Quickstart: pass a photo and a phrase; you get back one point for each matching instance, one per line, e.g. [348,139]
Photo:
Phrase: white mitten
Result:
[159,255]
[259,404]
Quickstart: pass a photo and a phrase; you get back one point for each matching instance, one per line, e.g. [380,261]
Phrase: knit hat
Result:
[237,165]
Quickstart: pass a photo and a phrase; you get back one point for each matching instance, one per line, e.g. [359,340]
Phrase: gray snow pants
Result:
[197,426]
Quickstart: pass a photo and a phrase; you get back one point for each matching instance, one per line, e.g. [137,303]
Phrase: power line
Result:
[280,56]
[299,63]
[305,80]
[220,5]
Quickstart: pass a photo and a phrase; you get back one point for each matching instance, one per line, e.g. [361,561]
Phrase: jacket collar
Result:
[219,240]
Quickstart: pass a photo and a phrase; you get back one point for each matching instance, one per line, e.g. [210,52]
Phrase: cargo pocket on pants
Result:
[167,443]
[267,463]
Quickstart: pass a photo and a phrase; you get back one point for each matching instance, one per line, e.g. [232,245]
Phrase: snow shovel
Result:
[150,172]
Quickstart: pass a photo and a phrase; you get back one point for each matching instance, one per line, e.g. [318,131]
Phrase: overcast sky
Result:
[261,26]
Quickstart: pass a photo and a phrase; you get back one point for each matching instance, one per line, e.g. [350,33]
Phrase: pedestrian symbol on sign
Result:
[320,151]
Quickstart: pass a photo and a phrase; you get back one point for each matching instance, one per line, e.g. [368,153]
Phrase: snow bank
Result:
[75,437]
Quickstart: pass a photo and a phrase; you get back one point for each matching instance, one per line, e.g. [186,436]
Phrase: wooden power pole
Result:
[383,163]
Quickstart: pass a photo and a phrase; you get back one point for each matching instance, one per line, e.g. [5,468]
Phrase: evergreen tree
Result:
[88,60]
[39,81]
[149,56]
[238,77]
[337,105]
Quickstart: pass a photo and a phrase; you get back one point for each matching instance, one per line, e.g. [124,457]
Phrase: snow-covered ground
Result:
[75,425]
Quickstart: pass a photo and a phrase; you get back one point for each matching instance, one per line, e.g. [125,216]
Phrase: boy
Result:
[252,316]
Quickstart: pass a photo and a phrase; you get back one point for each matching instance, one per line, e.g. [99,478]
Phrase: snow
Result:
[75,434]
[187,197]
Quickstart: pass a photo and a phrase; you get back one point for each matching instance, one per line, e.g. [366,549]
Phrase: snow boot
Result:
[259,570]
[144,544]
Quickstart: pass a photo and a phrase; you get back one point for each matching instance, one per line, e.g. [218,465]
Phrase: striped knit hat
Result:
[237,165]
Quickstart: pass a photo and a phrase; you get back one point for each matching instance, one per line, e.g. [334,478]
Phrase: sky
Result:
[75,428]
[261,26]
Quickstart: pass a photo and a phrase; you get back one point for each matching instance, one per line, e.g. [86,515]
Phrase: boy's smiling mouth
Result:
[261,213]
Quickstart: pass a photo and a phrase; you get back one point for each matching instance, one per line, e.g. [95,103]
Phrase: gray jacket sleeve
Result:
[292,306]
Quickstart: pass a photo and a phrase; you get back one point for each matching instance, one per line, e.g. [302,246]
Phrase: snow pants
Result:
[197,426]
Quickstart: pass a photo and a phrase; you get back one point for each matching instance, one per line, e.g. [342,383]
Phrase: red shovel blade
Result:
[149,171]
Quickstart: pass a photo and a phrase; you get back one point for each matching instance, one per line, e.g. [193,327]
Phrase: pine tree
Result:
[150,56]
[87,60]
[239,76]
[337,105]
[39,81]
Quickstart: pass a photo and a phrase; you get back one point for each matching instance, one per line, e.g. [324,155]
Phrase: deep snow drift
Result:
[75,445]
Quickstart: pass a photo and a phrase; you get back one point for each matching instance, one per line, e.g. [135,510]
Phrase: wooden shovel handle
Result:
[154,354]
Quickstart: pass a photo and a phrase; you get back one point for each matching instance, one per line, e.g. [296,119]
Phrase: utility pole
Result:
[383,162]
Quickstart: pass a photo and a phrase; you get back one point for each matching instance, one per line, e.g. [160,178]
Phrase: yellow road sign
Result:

▬▬▬

Each line from the one holding "line, e.g. [99,478]" down to the end of the records above is to be repeated exactly; no other line belongs in the reply.

• TASK RESPONSE
Quickstart: pass a photo and a phrase; you get back one point for each matching instance, one per line, e.g. [99,478]
Phrase: snow
Result:
[75,434]
[187,197]
Quickstart: pass a photo and a phrase; you get back one point for each matching instance, one per line, e.g. [366,549]
Phrase: snow boot
Result:
[259,570]
[144,544]
Quickstart: pass a photo and a phrase; you get back one point for each matching instance, one per line, e.g. [218,465]
Phrase: striped knit hat
Result:
[237,165]
Quickstart: pass a photo and a phrase; you get back one point for each matching instance, one per line, e.g. [334,478]
Phrase: sky
Result:
[75,428]
[261,26]
Quickstart: pass a photo and a phrase; you get back one point for each matching instance, one per line, e.g. [86,515]
Phrase: boy's smiling mouth
Result:
[261,213]
Quickstart: pass a photo and a phrase; you get back one point for each matching instance, one per line, e.g. [95,103]
Phrase: gray jacket sleeve
Result:
[292,306]
Quickstart: pass a photo and a phrase; you get back one point for each matching instance, one per line, e.g. [302,246]
Phrase: snow pants
Result:
[197,426]
Quickstart: pass a photo and a phrase; you get back one point for each matching instance, one per line, e.g. [342,383]
Phrase: red shovel blade
Result:
[149,171]
Quickstart: pass a photo and a phrase; you get back one point for each matching instance, one per line, e.g. [193,327]
Phrase: pine tree
Result:
[150,56]
[87,60]
[239,76]
[337,105]
[39,81]
Quickstart: pass a photo and a phrase; you get back one point for each matching instance, one per line, e.g. [324,155]
Phrase: deep snow drift
Result:
[75,445]
Quickstart: pass a photo and a phrase; you get back one point for each matching instance, one per line, e.g. [135,510]
Phrase: wooden shovel handle
Result:
[154,354]
Quickstart: pass a photo and a phrase; you get back one point for each matching instance, one per line, e.g. [296,119]
Phrase: utility pole
Result:
[383,162]
Quickstart: pass a photo and a phrase; you get back one point for each matching instance, one per line, e.g. [160,178]
Phrase: yellow road sign
Result:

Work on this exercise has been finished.